### Texto citado
____
Por otra parte, estoy convencido de que la sensibilidad de Francisco para percibir profundamente en su propia experiencia vital, la riqueza del mensaje evangélico del amor y para testimoniarlo con naturalidad y con exquisita ternura en el entorno –y particularmente en el entorno más necesitado–, se vio favorecida por el hecho de haber experimentado en sí mismo la desorientación personal en sus años jóvenes y haberse sentido acogido y amado por Dios tal como era en todo momento y, en particular –y si cabe más entrañablemente– en aquella etapa difícil de su existencia.
No cabe duda de que aquel que se ha sentido querido de verdad respira gratitud y amor, y de que esa gratitud y amor están en relación directa con la magnitud de las carencias sufridas o del sentimiento de abandono o rechazo previamente experimentado.
Quizá por ello, Pablo de Tarso, Agustín de Hipona y Francisco de Asís, entre otros muchos, son personalidades que rezuman esa humanidad, sensibilidad y ternura que suelen testimoniar aquellas personas que en medio de sus dificultades personales se sintieron acogidas y queridas en su individualidad.
Todos ellos han vivido de alguna manera la experiencia que el propio Pablo convierte en oración y poema, cuando, lleno de gozo y agradecimiento exclama: «Bendito sea el Dios y Padre de nuestro Señor Jesucristo, Padre de las misericordias y Dios de toda consolación; que nos consuela en todas nuestras tribulaciones». Y todos ellos también tomaron conciencia –como el mismo Pablo continúa cantando en ese particular himno de acción de gracias de Corintios– de que la consolación sentida, el amor experimentado debe orientarse «a consolar a los que están en toda tribulación, mediante el consuelo con que ellos mismos fueron consolados por Dios».
Francisco de Asís, al sentirse prodigado por el amor de Dios, fue convirtiéndose en caricia del propio Dios para cuantos encontró a su paso por la vida, y de modo particular, para con «la gente de baja condición y despreciada, para con los pobres y débiles, para con los enfermos y leprosos y para con todo aquel que pedía limosna a la vera del camino» (1R 9, 2). Y su caricia –más materna que paterna– no se quedó en los hombres y mujeres, sino que, con toda espontaneidad y naturalidad, abarcó la obra toda del Creador.
____
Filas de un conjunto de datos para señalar
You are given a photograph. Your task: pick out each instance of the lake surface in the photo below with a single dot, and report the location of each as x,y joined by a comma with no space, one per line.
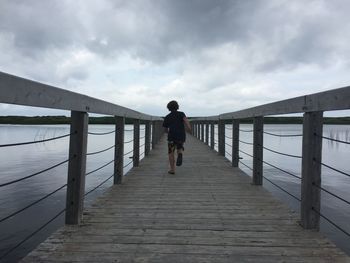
17,162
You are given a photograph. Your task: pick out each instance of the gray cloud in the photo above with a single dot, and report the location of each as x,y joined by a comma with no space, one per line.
201,47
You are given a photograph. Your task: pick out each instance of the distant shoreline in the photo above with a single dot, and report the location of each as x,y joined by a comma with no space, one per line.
40,120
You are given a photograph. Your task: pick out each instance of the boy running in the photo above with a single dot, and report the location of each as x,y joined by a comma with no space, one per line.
174,123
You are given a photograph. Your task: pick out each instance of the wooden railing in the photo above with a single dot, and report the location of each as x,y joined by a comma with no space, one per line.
19,91
312,106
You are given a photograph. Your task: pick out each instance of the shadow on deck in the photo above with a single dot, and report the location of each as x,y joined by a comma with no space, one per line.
206,212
____
### Tu tarea
Di si cada afirmación coincide con el texto sobre Francisco de Asís, contestando sí o no y citando tal cual las palabras del texto que lo deciden. 1. Francisco pasó por una etapa de desorientación personal cuando era joven. 2. La caricia de Francisco era más paterna que materna. 3. La caricia de Francisco se limitó a los hombres y mujeres. El listado no hace falta para nada de lo que se pide.

### Respuesta
1. Sí: «haber experimentado en sí mismo la desorientación personal en sus años jóvenes».
2. No: «más materna que paterna».
3. No: «no se quedó en los hombres y mujeres, sino que, con toda espontaneidad y naturalidad, abarcó la obra toda del Creador».